> _Data section_:
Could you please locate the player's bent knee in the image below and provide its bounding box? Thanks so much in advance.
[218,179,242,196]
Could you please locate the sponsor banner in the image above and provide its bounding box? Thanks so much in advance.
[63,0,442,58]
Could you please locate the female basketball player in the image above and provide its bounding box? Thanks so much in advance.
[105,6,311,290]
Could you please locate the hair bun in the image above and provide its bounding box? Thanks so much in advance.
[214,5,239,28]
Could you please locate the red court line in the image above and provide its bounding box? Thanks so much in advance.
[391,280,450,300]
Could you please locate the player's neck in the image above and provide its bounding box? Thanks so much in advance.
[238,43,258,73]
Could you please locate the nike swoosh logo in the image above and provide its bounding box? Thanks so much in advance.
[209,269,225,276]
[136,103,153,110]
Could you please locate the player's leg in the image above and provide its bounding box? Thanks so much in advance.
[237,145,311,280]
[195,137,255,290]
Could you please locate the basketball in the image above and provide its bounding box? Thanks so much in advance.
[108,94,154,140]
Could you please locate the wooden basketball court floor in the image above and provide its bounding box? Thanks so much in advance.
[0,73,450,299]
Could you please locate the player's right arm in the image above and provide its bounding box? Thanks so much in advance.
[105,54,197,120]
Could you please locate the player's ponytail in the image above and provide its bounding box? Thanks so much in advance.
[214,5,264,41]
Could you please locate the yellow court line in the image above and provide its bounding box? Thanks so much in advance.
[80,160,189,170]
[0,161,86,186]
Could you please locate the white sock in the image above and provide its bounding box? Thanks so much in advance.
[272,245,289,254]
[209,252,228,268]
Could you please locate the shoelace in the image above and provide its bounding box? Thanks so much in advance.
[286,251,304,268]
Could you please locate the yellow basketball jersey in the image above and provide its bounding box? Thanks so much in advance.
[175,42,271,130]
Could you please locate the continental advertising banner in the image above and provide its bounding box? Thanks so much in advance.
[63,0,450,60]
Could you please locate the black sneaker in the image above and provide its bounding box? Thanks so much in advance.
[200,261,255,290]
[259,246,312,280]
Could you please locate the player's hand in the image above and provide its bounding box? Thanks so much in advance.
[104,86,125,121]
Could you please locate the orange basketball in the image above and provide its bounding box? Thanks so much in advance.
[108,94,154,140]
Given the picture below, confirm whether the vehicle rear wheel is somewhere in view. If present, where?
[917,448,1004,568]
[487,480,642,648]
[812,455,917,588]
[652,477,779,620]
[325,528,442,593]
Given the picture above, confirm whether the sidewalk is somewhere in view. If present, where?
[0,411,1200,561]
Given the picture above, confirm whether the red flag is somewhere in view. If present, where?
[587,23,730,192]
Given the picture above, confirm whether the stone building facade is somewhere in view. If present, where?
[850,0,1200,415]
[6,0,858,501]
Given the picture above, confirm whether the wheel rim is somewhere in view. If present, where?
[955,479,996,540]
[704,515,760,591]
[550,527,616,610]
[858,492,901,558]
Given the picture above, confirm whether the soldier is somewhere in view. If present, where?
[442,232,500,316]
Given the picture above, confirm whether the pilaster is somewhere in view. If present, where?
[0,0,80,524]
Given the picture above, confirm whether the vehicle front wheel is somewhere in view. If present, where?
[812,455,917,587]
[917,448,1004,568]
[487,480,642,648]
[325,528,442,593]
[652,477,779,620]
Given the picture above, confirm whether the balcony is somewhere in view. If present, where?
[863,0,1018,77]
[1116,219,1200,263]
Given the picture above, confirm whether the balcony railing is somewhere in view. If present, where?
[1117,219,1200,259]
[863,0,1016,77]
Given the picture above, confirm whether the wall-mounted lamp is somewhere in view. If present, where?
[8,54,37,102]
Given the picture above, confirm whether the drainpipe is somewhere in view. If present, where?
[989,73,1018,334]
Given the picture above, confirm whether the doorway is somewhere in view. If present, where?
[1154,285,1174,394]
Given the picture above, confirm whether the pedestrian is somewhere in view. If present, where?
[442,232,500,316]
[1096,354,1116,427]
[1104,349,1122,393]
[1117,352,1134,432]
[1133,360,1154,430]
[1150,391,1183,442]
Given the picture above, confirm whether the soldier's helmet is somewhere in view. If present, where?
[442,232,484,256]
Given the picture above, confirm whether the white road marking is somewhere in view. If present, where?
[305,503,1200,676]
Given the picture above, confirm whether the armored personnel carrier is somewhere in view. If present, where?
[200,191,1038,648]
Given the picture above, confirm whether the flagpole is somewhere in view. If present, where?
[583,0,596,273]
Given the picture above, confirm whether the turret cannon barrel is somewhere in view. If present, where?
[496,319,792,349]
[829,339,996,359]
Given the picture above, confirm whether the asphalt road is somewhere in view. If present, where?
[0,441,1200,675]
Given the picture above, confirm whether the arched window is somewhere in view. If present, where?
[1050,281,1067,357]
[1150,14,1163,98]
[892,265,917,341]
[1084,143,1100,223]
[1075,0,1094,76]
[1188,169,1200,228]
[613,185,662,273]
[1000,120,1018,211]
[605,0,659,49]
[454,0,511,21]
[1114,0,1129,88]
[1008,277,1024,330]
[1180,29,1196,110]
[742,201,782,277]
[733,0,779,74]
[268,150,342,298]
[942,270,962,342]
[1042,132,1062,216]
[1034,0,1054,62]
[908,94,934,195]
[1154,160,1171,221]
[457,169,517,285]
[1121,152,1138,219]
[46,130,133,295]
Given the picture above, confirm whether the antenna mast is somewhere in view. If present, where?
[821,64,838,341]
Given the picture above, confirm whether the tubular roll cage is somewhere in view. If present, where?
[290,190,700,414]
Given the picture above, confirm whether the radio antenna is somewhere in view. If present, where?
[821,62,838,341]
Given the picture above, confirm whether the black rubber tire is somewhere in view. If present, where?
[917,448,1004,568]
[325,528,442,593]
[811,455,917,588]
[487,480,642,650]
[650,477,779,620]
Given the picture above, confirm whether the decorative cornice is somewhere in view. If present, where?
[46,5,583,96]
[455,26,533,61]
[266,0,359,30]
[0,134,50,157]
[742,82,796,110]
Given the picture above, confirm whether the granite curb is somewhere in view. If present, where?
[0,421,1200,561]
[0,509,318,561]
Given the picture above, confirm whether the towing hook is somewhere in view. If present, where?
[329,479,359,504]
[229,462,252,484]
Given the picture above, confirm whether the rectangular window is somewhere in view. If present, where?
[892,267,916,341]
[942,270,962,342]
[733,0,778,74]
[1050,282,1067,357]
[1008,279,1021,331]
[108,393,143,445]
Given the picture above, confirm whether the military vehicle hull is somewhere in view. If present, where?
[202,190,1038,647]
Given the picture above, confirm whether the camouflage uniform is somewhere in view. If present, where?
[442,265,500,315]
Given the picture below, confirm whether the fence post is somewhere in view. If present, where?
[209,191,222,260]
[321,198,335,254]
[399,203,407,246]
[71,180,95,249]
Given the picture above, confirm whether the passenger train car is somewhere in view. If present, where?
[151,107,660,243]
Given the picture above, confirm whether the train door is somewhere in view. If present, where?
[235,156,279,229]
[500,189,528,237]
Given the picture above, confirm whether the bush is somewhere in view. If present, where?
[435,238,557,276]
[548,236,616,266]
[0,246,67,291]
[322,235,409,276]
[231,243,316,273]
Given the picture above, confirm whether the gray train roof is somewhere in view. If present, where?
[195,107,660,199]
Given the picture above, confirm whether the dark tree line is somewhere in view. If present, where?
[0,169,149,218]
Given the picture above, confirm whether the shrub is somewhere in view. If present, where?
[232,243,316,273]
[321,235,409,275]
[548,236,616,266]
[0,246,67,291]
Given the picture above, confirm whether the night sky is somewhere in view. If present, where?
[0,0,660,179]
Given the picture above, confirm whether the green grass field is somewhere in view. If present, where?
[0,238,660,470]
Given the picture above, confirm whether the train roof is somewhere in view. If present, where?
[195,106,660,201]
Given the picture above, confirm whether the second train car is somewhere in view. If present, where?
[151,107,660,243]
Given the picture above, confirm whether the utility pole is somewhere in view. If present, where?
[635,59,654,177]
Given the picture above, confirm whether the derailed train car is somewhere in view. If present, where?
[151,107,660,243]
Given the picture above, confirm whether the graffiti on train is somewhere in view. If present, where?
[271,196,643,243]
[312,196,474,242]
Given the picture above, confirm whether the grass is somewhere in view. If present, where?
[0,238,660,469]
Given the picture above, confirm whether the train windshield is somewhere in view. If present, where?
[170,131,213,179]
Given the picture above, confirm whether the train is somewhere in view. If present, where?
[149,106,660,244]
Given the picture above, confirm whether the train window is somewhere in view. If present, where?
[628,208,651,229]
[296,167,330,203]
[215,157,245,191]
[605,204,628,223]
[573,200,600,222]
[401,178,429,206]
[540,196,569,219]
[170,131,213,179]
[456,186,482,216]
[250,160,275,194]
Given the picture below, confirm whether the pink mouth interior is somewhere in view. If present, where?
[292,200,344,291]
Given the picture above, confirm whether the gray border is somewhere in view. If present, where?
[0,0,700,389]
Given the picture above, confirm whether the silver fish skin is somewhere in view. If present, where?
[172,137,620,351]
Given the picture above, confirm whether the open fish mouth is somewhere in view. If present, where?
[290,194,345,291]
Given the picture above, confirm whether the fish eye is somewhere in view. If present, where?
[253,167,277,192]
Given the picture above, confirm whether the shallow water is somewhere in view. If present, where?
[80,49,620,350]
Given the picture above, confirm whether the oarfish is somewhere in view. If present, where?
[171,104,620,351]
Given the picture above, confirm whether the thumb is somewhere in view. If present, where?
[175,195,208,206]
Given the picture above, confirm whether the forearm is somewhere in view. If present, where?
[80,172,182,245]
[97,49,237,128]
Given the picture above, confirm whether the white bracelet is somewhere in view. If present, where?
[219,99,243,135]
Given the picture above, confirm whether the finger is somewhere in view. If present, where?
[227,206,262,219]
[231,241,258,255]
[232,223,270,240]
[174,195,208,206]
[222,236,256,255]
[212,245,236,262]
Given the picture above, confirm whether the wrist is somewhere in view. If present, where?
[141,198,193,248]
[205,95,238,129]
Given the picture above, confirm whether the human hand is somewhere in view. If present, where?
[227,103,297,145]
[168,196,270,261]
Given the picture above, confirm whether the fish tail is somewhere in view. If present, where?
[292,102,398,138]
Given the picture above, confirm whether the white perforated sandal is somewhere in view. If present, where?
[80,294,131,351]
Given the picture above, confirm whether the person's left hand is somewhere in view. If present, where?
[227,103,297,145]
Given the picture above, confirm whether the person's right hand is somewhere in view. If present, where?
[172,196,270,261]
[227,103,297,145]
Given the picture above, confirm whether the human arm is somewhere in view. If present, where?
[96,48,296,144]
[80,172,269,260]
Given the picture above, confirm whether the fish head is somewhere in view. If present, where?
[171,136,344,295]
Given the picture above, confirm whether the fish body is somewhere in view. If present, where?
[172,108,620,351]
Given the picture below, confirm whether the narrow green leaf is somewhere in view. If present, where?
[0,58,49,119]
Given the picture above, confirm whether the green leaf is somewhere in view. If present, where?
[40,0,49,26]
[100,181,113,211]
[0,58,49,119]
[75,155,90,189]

> _Instructions for the task_: List every line in the records above that contains the string "antenna", matching its case exactly.

> _Right answer_:
Given the picture above, confirm whether the antenna mast is somewhere in view. If present, where?
Given the picture above, confirm whether the radio antenna is somewhere in view. If present, where?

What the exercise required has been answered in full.